→ **TASK DETAILS**: Show each line of the rows below that contains the string "type".

→ **PROVIDED RECORDS**:
══════════

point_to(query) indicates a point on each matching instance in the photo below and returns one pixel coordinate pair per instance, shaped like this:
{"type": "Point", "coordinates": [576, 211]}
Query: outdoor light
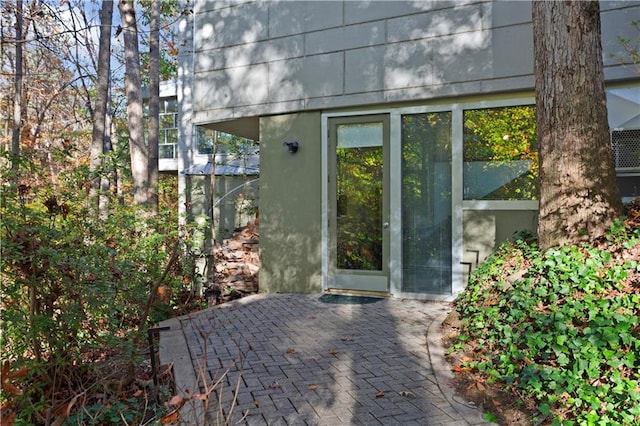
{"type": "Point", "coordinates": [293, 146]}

══════════

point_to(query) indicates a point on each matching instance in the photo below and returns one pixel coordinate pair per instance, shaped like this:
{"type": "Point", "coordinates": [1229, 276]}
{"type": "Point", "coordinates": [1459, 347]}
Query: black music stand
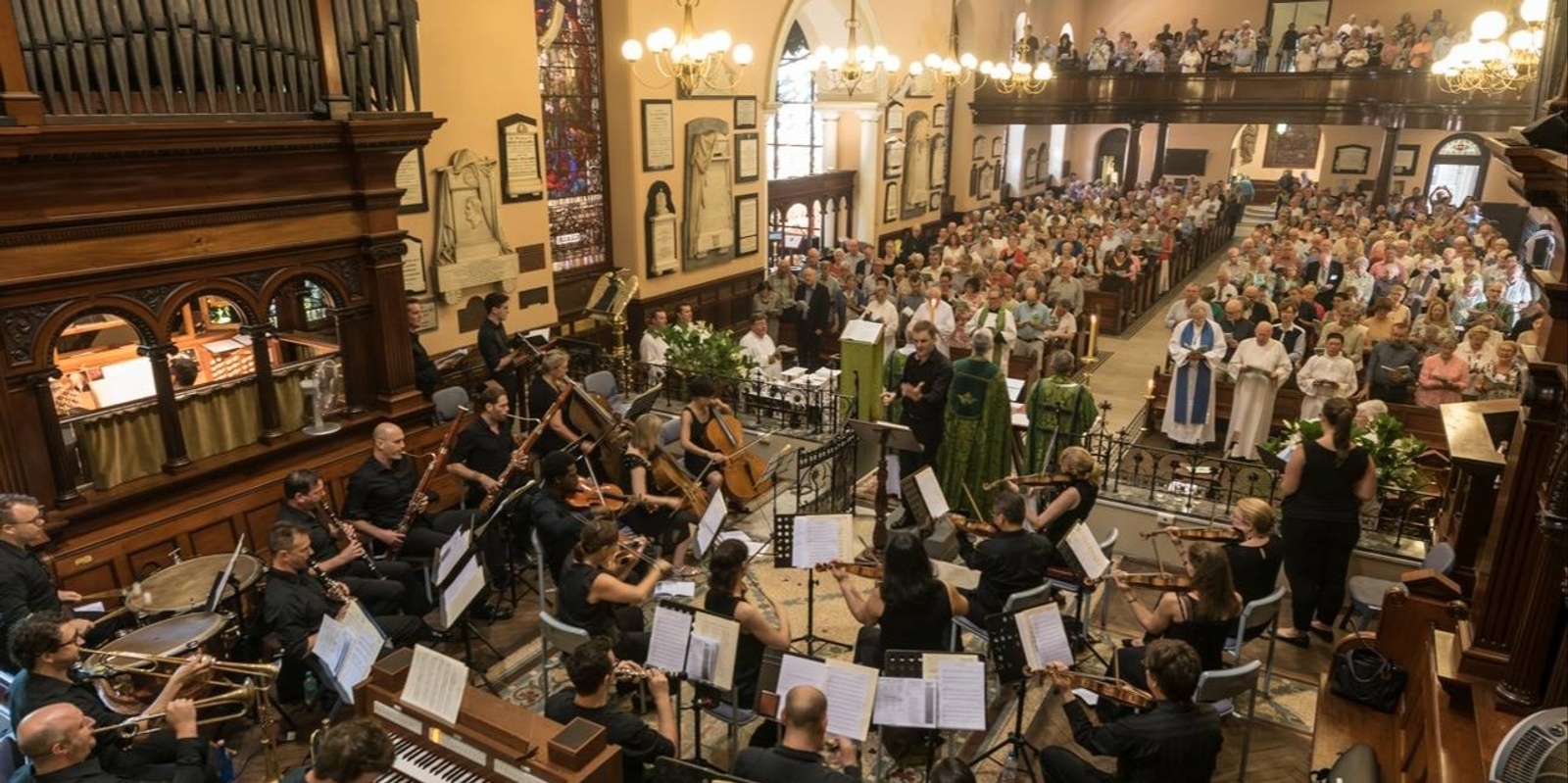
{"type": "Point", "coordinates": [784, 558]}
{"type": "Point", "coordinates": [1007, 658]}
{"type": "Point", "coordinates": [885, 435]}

══════════

→ **THE RESPONSE**:
{"type": "Point", "coordinates": [576, 211]}
{"type": "Point", "coordinates": [293, 146]}
{"type": "Point", "coordinates": [1229, 276]}
{"type": "Point", "coordinates": [1459, 347]}
{"type": "Point", "coordinates": [784, 558]}
{"type": "Point", "coordinates": [1007, 658]}
{"type": "Point", "coordinates": [885, 435]}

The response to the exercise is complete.